_OBJECTIVE_
Convert all of the entries below into a numbered list, leaving out any blank lines.

--- start DATA IN THIS EXERCISE ---

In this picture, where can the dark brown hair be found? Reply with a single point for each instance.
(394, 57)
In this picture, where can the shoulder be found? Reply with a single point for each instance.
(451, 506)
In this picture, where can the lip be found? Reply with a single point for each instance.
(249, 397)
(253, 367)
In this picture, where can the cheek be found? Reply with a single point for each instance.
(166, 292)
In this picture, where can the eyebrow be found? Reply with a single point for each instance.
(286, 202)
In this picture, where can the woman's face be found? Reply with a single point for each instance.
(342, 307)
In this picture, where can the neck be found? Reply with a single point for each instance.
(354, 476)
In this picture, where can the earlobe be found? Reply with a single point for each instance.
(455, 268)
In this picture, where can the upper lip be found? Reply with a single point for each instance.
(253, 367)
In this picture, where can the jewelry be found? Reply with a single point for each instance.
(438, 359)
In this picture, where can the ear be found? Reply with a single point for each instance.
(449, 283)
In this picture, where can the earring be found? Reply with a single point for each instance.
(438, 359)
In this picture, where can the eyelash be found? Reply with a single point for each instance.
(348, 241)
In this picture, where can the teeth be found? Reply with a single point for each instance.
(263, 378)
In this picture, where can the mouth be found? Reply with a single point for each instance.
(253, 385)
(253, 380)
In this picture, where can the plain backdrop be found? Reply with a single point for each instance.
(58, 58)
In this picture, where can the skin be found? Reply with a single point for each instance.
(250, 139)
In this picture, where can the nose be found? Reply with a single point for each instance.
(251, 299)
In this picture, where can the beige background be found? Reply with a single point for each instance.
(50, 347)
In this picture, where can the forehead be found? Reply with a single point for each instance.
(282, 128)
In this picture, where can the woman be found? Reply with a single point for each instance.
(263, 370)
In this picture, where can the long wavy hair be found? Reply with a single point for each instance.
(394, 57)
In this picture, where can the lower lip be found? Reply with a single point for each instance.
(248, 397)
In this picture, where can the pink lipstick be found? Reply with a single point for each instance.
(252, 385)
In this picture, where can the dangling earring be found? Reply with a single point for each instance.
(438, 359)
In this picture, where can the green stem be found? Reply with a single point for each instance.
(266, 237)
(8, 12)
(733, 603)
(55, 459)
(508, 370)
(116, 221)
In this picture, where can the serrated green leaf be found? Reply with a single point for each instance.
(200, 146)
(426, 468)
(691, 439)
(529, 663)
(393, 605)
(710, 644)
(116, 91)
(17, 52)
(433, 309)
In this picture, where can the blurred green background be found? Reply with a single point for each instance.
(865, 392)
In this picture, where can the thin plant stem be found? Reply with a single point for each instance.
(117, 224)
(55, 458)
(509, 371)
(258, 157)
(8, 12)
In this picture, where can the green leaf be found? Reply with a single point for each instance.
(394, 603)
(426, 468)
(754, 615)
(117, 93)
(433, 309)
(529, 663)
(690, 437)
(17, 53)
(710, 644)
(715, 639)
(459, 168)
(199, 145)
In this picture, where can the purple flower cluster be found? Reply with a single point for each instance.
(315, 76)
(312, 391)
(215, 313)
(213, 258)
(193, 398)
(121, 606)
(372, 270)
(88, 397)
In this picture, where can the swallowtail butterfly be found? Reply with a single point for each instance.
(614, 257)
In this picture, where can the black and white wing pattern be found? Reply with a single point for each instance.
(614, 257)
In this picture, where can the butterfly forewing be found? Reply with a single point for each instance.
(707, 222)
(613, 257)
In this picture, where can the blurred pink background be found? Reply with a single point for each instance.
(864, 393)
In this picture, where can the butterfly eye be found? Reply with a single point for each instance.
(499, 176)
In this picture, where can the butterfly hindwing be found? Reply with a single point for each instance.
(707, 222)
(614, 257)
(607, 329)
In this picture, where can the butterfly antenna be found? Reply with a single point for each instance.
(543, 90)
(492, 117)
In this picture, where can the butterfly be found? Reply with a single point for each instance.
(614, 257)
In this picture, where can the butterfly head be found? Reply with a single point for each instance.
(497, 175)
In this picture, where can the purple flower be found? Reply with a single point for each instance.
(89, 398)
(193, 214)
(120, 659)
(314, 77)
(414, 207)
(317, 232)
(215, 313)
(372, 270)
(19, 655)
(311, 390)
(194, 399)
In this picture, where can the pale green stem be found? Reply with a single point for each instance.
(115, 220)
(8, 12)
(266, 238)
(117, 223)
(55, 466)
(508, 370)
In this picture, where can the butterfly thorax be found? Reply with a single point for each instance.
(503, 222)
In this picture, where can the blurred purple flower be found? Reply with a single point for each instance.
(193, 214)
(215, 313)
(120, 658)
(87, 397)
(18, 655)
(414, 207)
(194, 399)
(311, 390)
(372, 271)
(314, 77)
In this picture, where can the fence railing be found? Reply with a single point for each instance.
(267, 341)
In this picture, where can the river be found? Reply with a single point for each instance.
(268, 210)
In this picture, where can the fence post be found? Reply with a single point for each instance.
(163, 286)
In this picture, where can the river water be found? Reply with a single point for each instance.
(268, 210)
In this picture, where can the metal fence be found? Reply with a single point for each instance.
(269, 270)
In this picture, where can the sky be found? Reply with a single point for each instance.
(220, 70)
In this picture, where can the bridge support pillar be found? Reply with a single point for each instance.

--- end DATA IN THIS EXERCISE ---

_SOLUTION TO THIS EXERCISE_
1. In this picture, where can the dark brown hair be found? Reply with a single point for each instance.
2. (394, 57)
3. In this picture, where can the shoulder be found? Reply with a single point for each instance.
4. (451, 506)
5. In this picture, where can the lip be found? Reply with a single point for each instance.
6. (249, 397)
7. (253, 367)
8. In this picture, where can the cheek be found? Reply with a single point for each instance.
9. (166, 292)
10. In this picture, where can the eyebrow be found? Reply with a single point for each instance.
11. (286, 202)
12. In this picture, where can the woman's face be found? Reply with a single point for each instance.
13. (342, 307)
14. In this picture, where can the neck be found? Reply with a single point for each instance.
15. (354, 476)
16. In this picture, where can the earlobe be found? Reply with a single point for each instance.
17. (455, 268)
18. In this picture, where can the upper lip be found? Reply with a single point for each instance.
19. (253, 367)
20. In this picture, where can the jewelry be found? Reply with a single point for each instance.
21. (438, 359)
22. In this picture, where can the ear be found? Reply with a single point for each instance.
23. (449, 283)
24. In this picture, where can the earring be found? Reply with a single point for each instance.
25. (438, 359)
26. In this picture, where can the eyelash be found? Reply with a single point for each instance.
27. (348, 241)
28. In this picture, where can the teeth be found? Reply with a single point for each instance.
29. (263, 378)
30. In this picture, where can the mouth be found? Reply with a single point for each instance.
31. (253, 385)
32. (253, 380)
33. In this picture, where can the plain backdrop be found? Reply with a single point for each instance.
34. (58, 58)
35. In this picture, where can the skin be found? Reply with a single point for each instance.
36. (250, 139)
37. In this picture, where can the nose be found? Reply with a single point for each instance.
38. (251, 299)
39. In this picture, where can the beige background be found? Reply with a single point for each instance.
40. (50, 347)
41. In this picture, where can the forehead be found? Reply with a single point for each instance.
42. (282, 128)
43. In this picture, where can the woman be found? Reply with a single point for each instance.
44. (263, 370)
45. In this picture, where can the long wavy hair be found? Reply with a single point for each instance.
46. (394, 57)
47. In this picture, where can the lower lip be found? Reply with a single point for each instance.
48. (248, 397)
49. In this picture, where can the pink lipstick be found? Reply with a single point for each instance.
50. (252, 385)
51. In this picture, where can the dangling earring be found? Reply with a single point for each instance.
52. (438, 359)
53. In this picture, where can the green stem be found? Reply with a single point for each instance.
54. (266, 237)
55. (8, 12)
56. (733, 603)
57. (55, 459)
58. (508, 370)
59. (116, 221)
60. In this picture, where can the serrated green leaf be found? Reply with a single point for each instance.
61. (200, 146)
62. (426, 468)
63. (691, 439)
64. (529, 663)
65. (393, 605)
66. (710, 644)
67. (116, 91)
68. (17, 52)
69. (433, 309)
70. In this picture, where can the blurred green background be found? Reply with a single point for each instance.
71. (865, 392)
72. In this picture, where can the thin plant stem be found? Reply with a single point for each instance.
73. (117, 224)
74. (55, 458)
75. (509, 371)
76. (258, 157)
77. (8, 12)
78. In this picture, where can the green leaf be found? Reply with a single point for each instance.
79. (394, 603)
80. (426, 468)
81. (754, 615)
82. (117, 93)
83. (433, 309)
84. (529, 663)
85. (690, 437)
86. (17, 53)
87. (710, 644)
88. (715, 639)
89. (459, 168)
90. (199, 145)
91. In this picture, where can the purple flower cluster be found? Reply with a single point for each instance.
92. (315, 76)
93. (312, 391)
94. (215, 313)
95. (213, 258)
96. (193, 398)
97. (121, 606)
98. (372, 270)
99. (88, 397)
100. In this picture, where can the swallowtail butterfly be found? Reply with a single point for each instance.
101. (614, 257)
102. In this picture, where can the black and white wing pattern be found? Reply with a single point for each instance.
103. (614, 257)
104. In this picture, where can the butterfly forewing be found? Reply with a single point for each instance.
105. (707, 222)
106. (613, 257)
107. In this picture, where can the blurred pink background be found? Reply with a single point for each instance.
108. (864, 393)
109. In this picture, where can the butterfly eye be found? Reply with a single point for each instance.
110. (499, 176)
111. In this picture, where can the butterfly hindwing be found? Reply with a single point for each instance.
112. (707, 222)
113. (614, 257)
114. (607, 329)
115. In this picture, where can the butterfly antenna be found? Reply with a single point for each instance.
116. (543, 90)
117. (492, 117)
118. In this picture, where can the butterfly be found? Reply with a single point for each instance.
119. (614, 257)
120. In this picture, where can the butterfly head be found? Reply with a single point for each instance.
121. (497, 175)
122. In this picture, where can the purple flower be found? Reply with a single point for each instance.
123. (89, 398)
124. (193, 214)
125. (120, 659)
126. (314, 77)
127. (414, 207)
128. (317, 232)
129. (215, 313)
130. (372, 270)
131. (19, 655)
132. (311, 390)
133. (194, 399)
134. In this picture, where can the pale green stem be found? Reply with a single point for each instance.
135. (115, 220)
136. (8, 12)
137. (266, 238)
138. (117, 223)
139. (55, 466)
140. (508, 370)
141. In this picture, where can the butterfly thorax be found? Reply with a single point for each instance.
142. (503, 222)
143. In this picture, where can the blurred purple flower be found? Reply with a single point for each instance.
144. (193, 214)
145. (215, 313)
146. (120, 658)
147. (87, 397)
148. (18, 655)
149. (414, 207)
150. (194, 399)
151. (311, 390)
152. (372, 271)
153. (314, 77)
154. In this picture, where can the fence railing be found? Reply with a single point for each instance.
155. (267, 341)
156. In this picture, where can the river be found? Reply with a single point for each instance.
157. (268, 210)
158. In this picture, where can the fence post be found? Reply with a single point for each instance.
159. (163, 286)
160. In this picture, where can the river water be found? Reply with a single point for each instance.
161. (268, 210)
162. In this picture, where can the metal fence be found? Reply with a single point for each instance.
163. (269, 270)
164. In this picture, where can the sky be found? Reply with a single point for each instance.
165. (220, 70)
166. In this picture, where can the bridge support pillar be found? Reply with a single point for each instance.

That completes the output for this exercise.